(Exercise directions) Transcribe the records verbatim, images excluded.

(Phrase grounding data)
= = = = =
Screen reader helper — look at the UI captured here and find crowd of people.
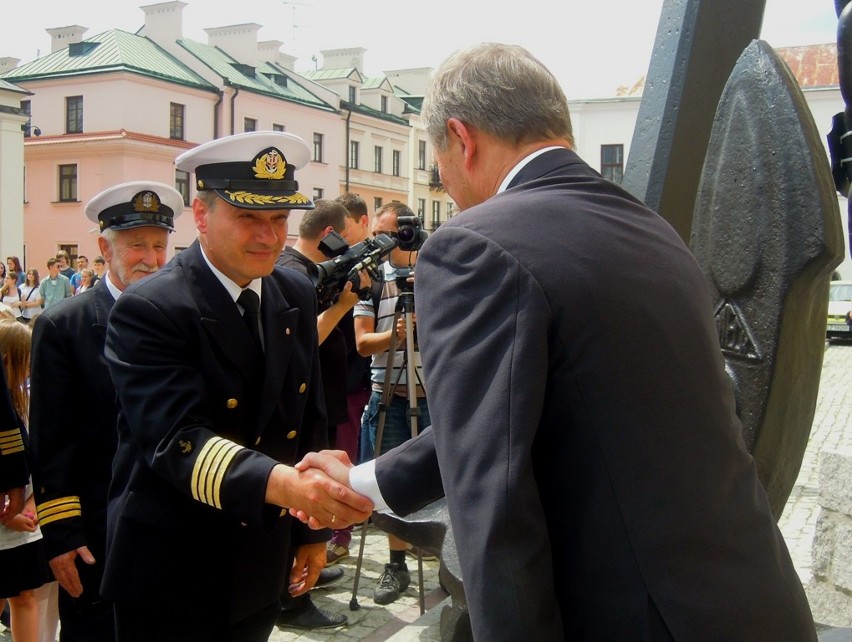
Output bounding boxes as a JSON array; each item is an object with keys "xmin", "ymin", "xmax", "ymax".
[
  {"xmin": 0, "ymin": 41, "xmax": 820, "ymax": 642},
  {"xmin": 0, "ymin": 253, "xmax": 107, "ymax": 325}
]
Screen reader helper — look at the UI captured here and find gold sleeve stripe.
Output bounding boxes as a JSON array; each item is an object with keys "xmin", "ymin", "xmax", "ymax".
[
  {"xmin": 191, "ymin": 437, "xmax": 244, "ymax": 509},
  {"xmin": 37, "ymin": 497, "xmax": 82, "ymax": 526},
  {"xmin": 0, "ymin": 428, "xmax": 24, "ymax": 455}
]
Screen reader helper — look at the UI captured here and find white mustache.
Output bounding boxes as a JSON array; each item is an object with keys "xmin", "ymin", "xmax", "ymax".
[{"xmin": 130, "ymin": 263, "xmax": 158, "ymax": 273}]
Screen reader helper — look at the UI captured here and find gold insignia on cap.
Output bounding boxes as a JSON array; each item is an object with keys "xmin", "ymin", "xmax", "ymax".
[
  {"xmin": 179, "ymin": 439, "xmax": 193, "ymax": 454},
  {"xmin": 252, "ymin": 147, "xmax": 288, "ymax": 180},
  {"xmin": 37, "ymin": 496, "xmax": 82, "ymax": 526},
  {"xmin": 132, "ymin": 191, "xmax": 161, "ymax": 213},
  {"xmin": 224, "ymin": 191, "xmax": 311, "ymax": 207}
]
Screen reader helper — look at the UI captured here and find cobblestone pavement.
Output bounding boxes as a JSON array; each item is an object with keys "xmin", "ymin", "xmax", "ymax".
[
  {"xmin": 778, "ymin": 342, "xmax": 852, "ymax": 586},
  {"xmin": 1, "ymin": 343, "xmax": 847, "ymax": 642}
]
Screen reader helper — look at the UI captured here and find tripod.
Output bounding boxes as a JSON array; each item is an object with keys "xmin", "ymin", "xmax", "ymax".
[{"xmin": 349, "ymin": 287, "xmax": 428, "ymax": 614}]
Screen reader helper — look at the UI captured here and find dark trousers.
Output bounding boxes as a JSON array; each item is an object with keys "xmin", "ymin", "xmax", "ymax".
[
  {"xmin": 114, "ymin": 600, "xmax": 279, "ymax": 642},
  {"xmin": 58, "ymin": 556, "xmax": 115, "ymax": 642}
]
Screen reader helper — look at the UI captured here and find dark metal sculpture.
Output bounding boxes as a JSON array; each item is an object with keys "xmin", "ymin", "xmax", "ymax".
[
  {"xmin": 690, "ymin": 40, "xmax": 843, "ymax": 519},
  {"xmin": 622, "ymin": 0, "xmax": 767, "ymax": 243}
]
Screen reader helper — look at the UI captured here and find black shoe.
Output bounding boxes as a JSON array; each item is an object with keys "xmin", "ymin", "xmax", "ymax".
[
  {"xmin": 312, "ymin": 565, "xmax": 345, "ymax": 590},
  {"xmin": 373, "ymin": 562, "xmax": 411, "ymax": 605},
  {"xmin": 277, "ymin": 601, "xmax": 347, "ymax": 630}
]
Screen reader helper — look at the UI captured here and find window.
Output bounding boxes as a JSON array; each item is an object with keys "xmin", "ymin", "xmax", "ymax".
[
  {"xmin": 348, "ymin": 86, "xmax": 357, "ymax": 103},
  {"xmin": 374, "ymin": 197, "xmax": 383, "ymax": 212},
  {"xmin": 374, "ymin": 146, "xmax": 383, "ymax": 173},
  {"xmin": 392, "ymin": 150, "xmax": 401, "ymax": 177},
  {"xmin": 272, "ymin": 123, "xmax": 285, "ymax": 132},
  {"xmin": 65, "ymin": 96, "xmax": 83, "ymax": 134},
  {"xmin": 349, "ymin": 141, "xmax": 360, "ymax": 170},
  {"xmin": 381, "ymin": 95, "xmax": 388, "ymax": 113},
  {"xmin": 175, "ymin": 170, "xmax": 190, "ymax": 206},
  {"xmin": 244, "ymin": 117, "xmax": 257, "ymax": 133},
  {"xmin": 21, "ymin": 100, "xmax": 32, "ymax": 137},
  {"xmin": 58, "ymin": 164, "xmax": 78, "ymax": 202},
  {"xmin": 447, "ymin": 202, "xmax": 454, "ymax": 218},
  {"xmin": 170, "ymin": 103, "xmax": 185, "ymax": 140},
  {"xmin": 431, "ymin": 201, "xmax": 441, "ymax": 228},
  {"xmin": 58, "ymin": 244, "xmax": 78, "ymax": 265},
  {"xmin": 313, "ymin": 187, "xmax": 324, "ymax": 201},
  {"xmin": 600, "ymin": 144, "xmax": 624, "ymax": 184},
  {"xmin": 417, "ymin": 198, "xmax": 426, "ymax": 218},
  {"xmin": 313, "ymin": 133, "xmax": 323, "ymax": 163},
  {"xmin": 418, "ymin": 140, "xmax": 427, "ymax": 170}
]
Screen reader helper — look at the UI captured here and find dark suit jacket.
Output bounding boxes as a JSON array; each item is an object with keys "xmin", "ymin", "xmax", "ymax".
[
  {"xmin": 30, "ymin": 282, "xmax": 117, "ymax": 561},
  {"xmin": 374, "ymin": 149, "xmax": 815, "ymax": 641},
  {"xmin": 0, "ymin": 365, "xmax": 28, "ymax": 491},
  {"xmin": 102, "ymin": 240, "xmax": 328, "ymax": 624}
]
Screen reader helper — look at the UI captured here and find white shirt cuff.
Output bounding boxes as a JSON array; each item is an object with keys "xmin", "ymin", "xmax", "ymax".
[{"xmin": 349, "ymin": 460, "xmax": 390, "ymax": 512}]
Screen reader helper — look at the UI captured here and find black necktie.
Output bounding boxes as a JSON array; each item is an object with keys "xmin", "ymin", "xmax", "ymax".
[{"xmin": 237, "ymin": 289, "xmax": 263, "ymax": 354}]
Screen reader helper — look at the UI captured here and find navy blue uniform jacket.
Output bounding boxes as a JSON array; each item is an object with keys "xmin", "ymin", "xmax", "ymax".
[{"xmin": 102, "ymin": 240, "xmax": 327, "ymax": 624}]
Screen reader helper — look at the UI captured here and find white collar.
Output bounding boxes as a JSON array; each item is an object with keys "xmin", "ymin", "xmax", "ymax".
[
  {"xmin": 199, "ymin": 245, "xmax": 263, "ymax": 308},
  {"xmin": 497, "ymin": 146, "xmax": 567, "ymax": 194}
]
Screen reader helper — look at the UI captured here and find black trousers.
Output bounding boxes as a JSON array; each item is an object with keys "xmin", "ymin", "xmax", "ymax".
[
  {"xmin": 58, "ymin": 556, "xmax": 115, "ymax": 642},
  {"xmin": 114, "ymin": 600, "xmax": 279, "ymax": 642}
]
= = = = =
(Answer)
Screen reader helper — look at the UI captured here and find crowd of people.
Output bounding boxes as a JSON array; each item is an object with keys "xmin", "ymin", "xmax", "ymax".
[
  {"xmin": 0, "ymin": 41, "xmax": 820, "ymax": 642},
  {"xmin": 0, "ymin": 253, "xmax": 107, "ymax": 325}
]
Screen reader helper — look at the UI captured here and find gold sleeve stripe.
Output bounding boxes as a JSON array; each item is an object with keys "xmin", "ymin", "xmax", "ymax".
[
  {"xmin": 191, "ymin": 437, "xmax": 244, "ymax": 509},
  {"xmin": 37, "ymin": 497, "xmax": 82, "ymax": 526},
  {"xmin": 0, "ymin": 428, "xmax": 24, "ymax": 455}
]
Screen reader helper — look at the UI captured here and find white mustache.
Output bounding boxes as a JSON array; each item is an object with keys "xmin", "ymin", "xmax", "ymax".
[{"xmin": 130, "ymin": 263, "xmax": 158, "ymax": 273}]
Screen reader helper — look at the UI captured here and find gold insignia on cap.
Output bounding boxes as a JSON array; each item is an object with keys "xmin", "ymin", "xmax", "ymax".
[
  {"xmin": 179, "ymin": 439, "xmax": 193, "ymax": 454},
  {"xmin": 252, "ymin": 147, "xmax": 288, "ymax": 180},
  {"xmin": 37, "ymin": 496, "xmax": 82, "ymax": 526},
  {"xmin": 132, "ymin": 191, "xmax": 161, "ymax": 213},
  {"xmin": 224, "ymin": 191, "xmax": 311, "ymax": 207}
]
Screen reader helper — look at the UI captured here and find cobblestone pavement.
Output bounding boxes as a JSON array; each item is an object with keys "xmin", "ymin", "xmax", "ymax".
[
  {"xmin": 778, "ymin": 342, "xmax": 852, "ymax": 586},
  {"xmin": 1, "ymin": 343, "xmax": 847, "ymax": 642}
]
Screen reader helper — look at the UI captured here and find tripod.
Output bounding boxes as a JSON array; each item is an object with keys "xmin", "ymin", "xmax", "ymax".
[{"xmin": 349, "ymin": 287, "xmax": 428, "ymax": 614}]
Screen reader helper — look at the UI captured here and find dark trousers.
Output bounding boxes as a JSON array; each item is an object with keys "xmin", "ymin", "xmax", "ymax".
[
  {"xmin": 114, "ymin": 600, "xmax": 279, "ymax": 642},
  {"xmin": 58, "ymin": 556, "xmax": 115, "ymax": 642}
]
Screen reader helper — look at the UI captured here and find dark metal sculpture.
Output bounding boxes as a JSON array; each item is an object with keys "xmin", "ymin", "xmax", "ymax".
[
  {"xmin": 690, "ymin": 40, "xmax": 843, "ymax": 519},
  {"xmin": 622, "ymin": 0, "xmax": 767, "ymax": 243}
]
Screen reader helper — look at the UI captured here and find black shoe.
Output bounding boxes as a JSON array; each item is an object with keys "xmin", "ymin", "xmax", "ymax".
[
  {"xmin": 312, "ymin": 565, "xmax": 345, "ymax": 590},
  {"xmin": 373, "ymin": 562, "xmax": 411, "ymax": 605},
  {"xmin": 277, "ymin": 601, "xmax": 347, "ymax": 630}
]
Screen reader helper — look at the UI captured here and find window.
Output bounding boxes as a JSON array; each item is an object with keys "xmin", "ymin", "xmax", "ymax".
[
  {"xmin": 348, "ymin": 86, "xmax": 357, "ymax": 103},
  {"xmin": 374, "ymin": 197, "xmax": 383, "ymax": 212},
  {"xmin": 374, "ymin": 146, "xmax": 383, "ymax": 173},
  {"xmin": 392, "ymin": 150, "xmax": 401, "ymax": 177},
  {"xmin": 272, "ymin": 123, "xmax": 285, "ymax": 132},
  {"xmin": 65, "ymin": 96, "xmax": 83, "ymax": 134},
  {"xmin": 349, "ymin": 141, "xmax": 360, "ymax": 170},
  {"xmin": 381, "ymin": 95, "xmax": 388, "ymax": 113},
  {"xmin": 175, "ymin": 170, "xmax": 190, "ymax": 206},
  {"xmin": 244, "ymin": 117, "xmax": 257, "ymax": 133},
  {"xmin": 21, "ymin": 100, "xmax": 32, "ymax": 137},
  {"xmin": 58, "ymin": 164, "xmax": 78, "ymax": 202},
  {"xmin": 447, "ymin": 202, "xmax": 454, "ymax": 218},
  {"xmin": 170, "ymin": 103, "xmax": 185, "ymax": 140},
  {"xmin": 431, "ymin": 201, "xmax": 441, "ymax": 228},
  {"xmin": 58, "ymin": 244, "xmax": 78, "ymax": 265},
  {"xmin": 313, "ymin": 187, "xmax": 324, "ymax": 201},
  {"xmin": 600, "ymin": 144, "xmax": 624, "ymax": 184},
  {"xmin": 417, "ymin": 198, "xmax": 426, "ymax": 218},
  {"xmin": 313, "ymin": 133, "xmax": 323, "ymax": 163},
  {"xmin": 418, "ymin": 140, "xmax": 427, "ymax": 170}
]
Screen reader helper — look at the UI captured here and find dark suit jacket.
Output bounding boxes as a JSON array; each item is an object with keys "xmin", "ymin", "xmax", "ymax".
[
  {"xmin": 30, "ymin": 282, "xmax": 117, "ymax": 561},
  {"xmin": 374, "ymin": 149, "xmax": 815, "ymax": 641},
  {"xmin": 0, "ymin": 365, "xmax": 28, "ymax": 491},
  {"xmin": 102, "ymin": 240, "xmax": 328, "ymax": 624}
]
Screen reader helper — look at the UI captured here and find white shirt cuff.
Output bounding boxes as a JSON array; each item is an object with keys "xmin", "ymin", "xmax", "ymax".
[{"xmin": 349, "ymin": 460, "xmax": 390, "ymax": 512}]
Screen reader helper — look at the UI captured here and find black necktie.
Output bounding boxes as a JSON array; each item is an object with keys "xmin", "ymin", "xmax", "ymax".
[{"xmin": 237, "ymin": 289, "xmax": 263, "ymax": 354}]
Screen reader helper — look at the UI captured here and find navy blue uniform jacket.
Output bounding boxes as a JSON array; each item is an object with keys "xmin", "ymin", "xmax", "ymax".
[{"xmin": 102, "ymin": 240, "xmax": 327, "ymax": 624}]
Screen reader helper — look at the UI captured here and find white collar.
Output bounding boxes as a JSON array; each item is an object with keys "xmin", "ymin", "xmax", "ymax".
[
  {"xmin": 199, "ymin": 245, "xmax": 263, "ymax": 308},
  {"xmin": 497, "ymin": 146, "xmax": 567, "ymax": 194}
]
Screen reader helper — look at the UI captured here and find black trousers.
Output bounding boxes as a JSON array; each item is an object with keys "xmin", "ymin", "xmax", "ymax".
[
  {"xmin": 58, "ymin": 556, "xmax": 115, "ymax": 642},
  {"xmin": 114, "ymin": 600, "xmax": 279, "ymax": 642}
]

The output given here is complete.